READING TEXT »
● ● ● ● ● ● ●

Assembly government officials say at-risk patients should get vaccinated against flu, after increases in cases across Wales.
GPs are reporting 92 cases per 100,000 of the Welsh population - up from 82 last week.
Health officials say the cases of the illness remain typical for the time of year.
However, at-risk groups, including pregnant women are being asked to get immunised if they have not done so.
"We have made clear that people in seasonal flu at-risk groups, including pregnant women, are at a higher risk of complications from seasonal flu, and the best protection is vaccination," said a spokesperson for the assembly government.
"A press and publicity campaign has been running since October and has included television, radio and bus adverts to ensure that people know if they are in an at-risk group and that the vaccine is available free of charge from the GP.
"We continue to strongly advise all those in the at-risk groups to get vaccinated if they have not already."
One of the main concerns for health officials has been the number of people contracting swine flu strains of the disease, H1N1.
In the UK, 27 people have died from flu this season, of which nine were children. Among the fatalities, 24 had swine flu.
However, the H1N1 swine flu strain is protected against in the current seasonal flu vaccination.
"It's the end of an extremely cold and unpleasant December and we would be expecting to see more flu at this time of year anyway, but certainly the numbers do appear to be going up" said Dr David Bailey, chairman of the British Medical Association's GP committee in Wales.
"I think the problem has been that a lot more people are getting seriously ill with it, and certainly the pressure on intensive care units has been significantly greater."
"Of course - that is one of the things that is covered in the immunisation."

● ● ● ● ● ● ●

GIVEN MATERIAL »

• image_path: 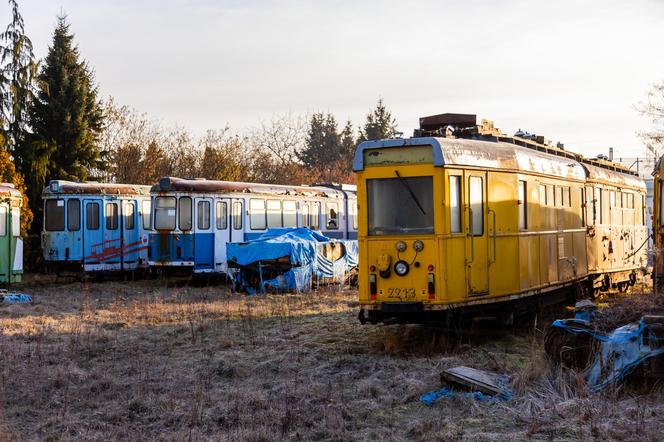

● ● ● ● ● ● ●

ACTIVITIES »
[A] Duplicate the passage of the flu article between "GPs are reporting" and "from the GP.", inclusive.
[B] According to the flu article, how many people in the UK have died from flu this season?

SOLUTION LIST »
[A]
GPs are reporting 92 cases per 100,000 of the Welsh population - up from 82 last week.
Health officials say the cases of the illness remain typical for the time of year.
However, at-risk groups, including pregnant women are being asked to get immunised if they have not done so.
"We have made clear that people in seasonal flu at-risk groups, including pregnant women, are at a higher risk of complications from seasonal flu, and the best protection is vaccination," said a spokesperson for the assembly government.
"A press and publicity campaign has been running since October and has included television, radio and bus adverts to ensure that people know if they are in an at-risk group and that the vaccine is available free of charge from the GP.

[B] 27